Compute total water trapped between histogram bars — a classic two-pointer hard that Chegg uses to assess whether candidates can reduce a prefix/suffix problem to O(1) space.

By Alex Chen, Founder, InterviewChamp.AI · Last verified

Problem

Given n non-negative integers representing an elevation map where the width of each bar is 1, compute how much water it can trap after raining.

Constraints

  • n == height.length
  • 1 <= n <= 2 * 10^4
  • 0 <= height[i] <= 10^5

Examples

Example 1

Input
height = [0,1,0,2,1,0,1,3,2,1,2,1]
Output
6

Example 2

Input
height = [4,2,0,3,2,5]
Output
9

Approaches

1. Precompute prefix/suffix max arrays

For each position store left-max and right-max; water[i] = min(leftMax[i], rightMax[i]) - height[i]. O(n) time and O(n) space.

Time
O(n)
Space
O(n)

» **WRITTEN TASK 1**: Rewrite the section of the trapped-water problem text that opens with "Compute total water" and closes with "to O(1) space.", putting "vertical bars" in place of "histogram bars".

» **Portion of a data file**:
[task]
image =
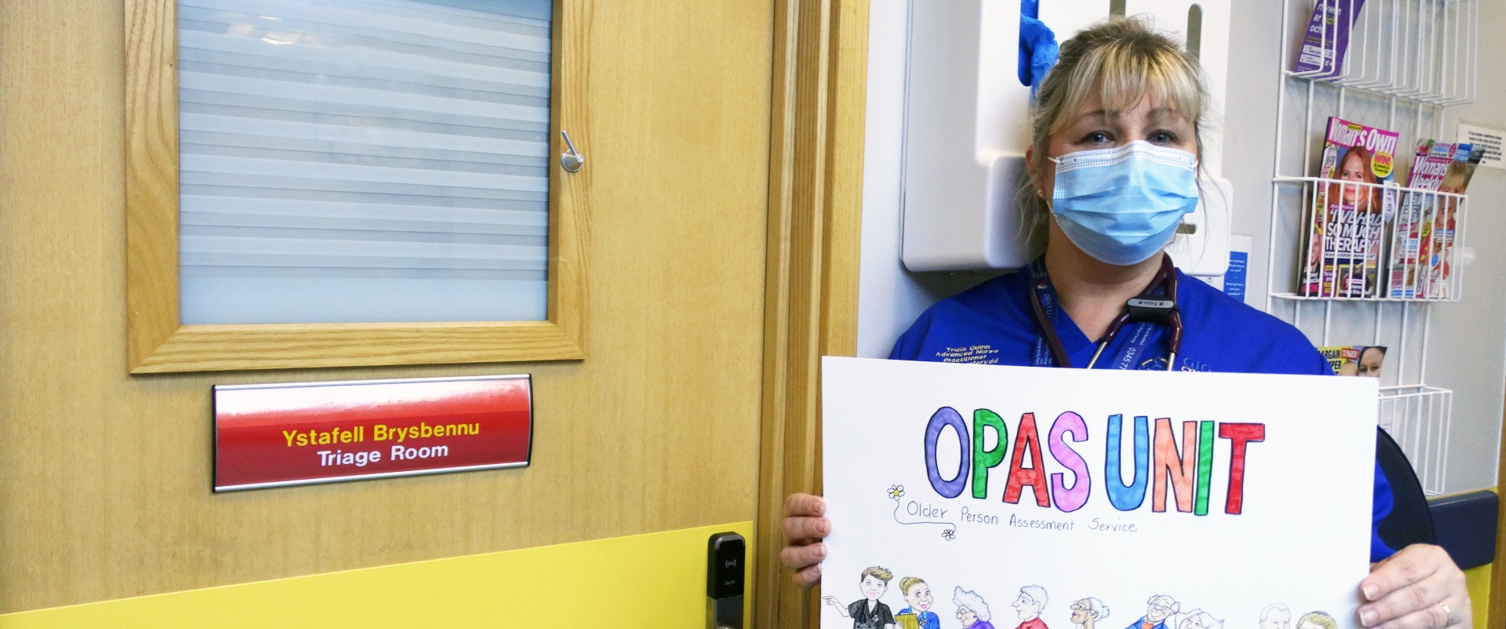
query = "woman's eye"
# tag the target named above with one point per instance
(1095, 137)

--

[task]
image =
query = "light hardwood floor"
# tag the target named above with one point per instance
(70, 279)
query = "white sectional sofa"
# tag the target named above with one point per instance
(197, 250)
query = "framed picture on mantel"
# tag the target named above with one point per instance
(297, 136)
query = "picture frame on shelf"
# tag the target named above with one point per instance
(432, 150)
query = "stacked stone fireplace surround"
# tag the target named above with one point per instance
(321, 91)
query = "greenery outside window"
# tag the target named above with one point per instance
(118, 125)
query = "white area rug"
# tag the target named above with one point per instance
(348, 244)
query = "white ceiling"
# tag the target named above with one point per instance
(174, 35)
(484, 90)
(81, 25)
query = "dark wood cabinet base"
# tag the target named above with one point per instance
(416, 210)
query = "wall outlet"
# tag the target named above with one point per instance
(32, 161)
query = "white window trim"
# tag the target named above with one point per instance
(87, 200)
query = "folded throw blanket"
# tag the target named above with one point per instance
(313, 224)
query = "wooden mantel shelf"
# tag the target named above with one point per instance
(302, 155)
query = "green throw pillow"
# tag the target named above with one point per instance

--

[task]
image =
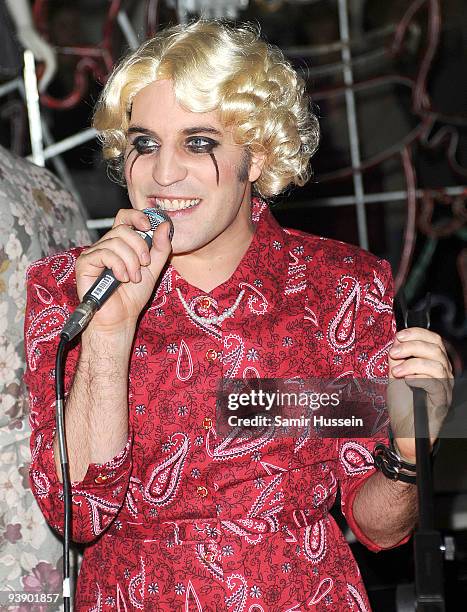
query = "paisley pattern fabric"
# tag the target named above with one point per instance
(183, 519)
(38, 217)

» **WRITTEN TASK 2**: Please pull out every line of the listing that contains the string "shelf", treating uppercase and lowercase as different.

» **WRITTEN RESPONSE 1**:
Compute total water trapped between vertical bars — a classic two-pointer hard that Chegg uses to assess whether candidates can reduce a prefix/suffix problem to O(1) space.

» **WRITTEN RESPONSE 2**:
query = "picture frame on shelf"
query = "wooden mantel shelf"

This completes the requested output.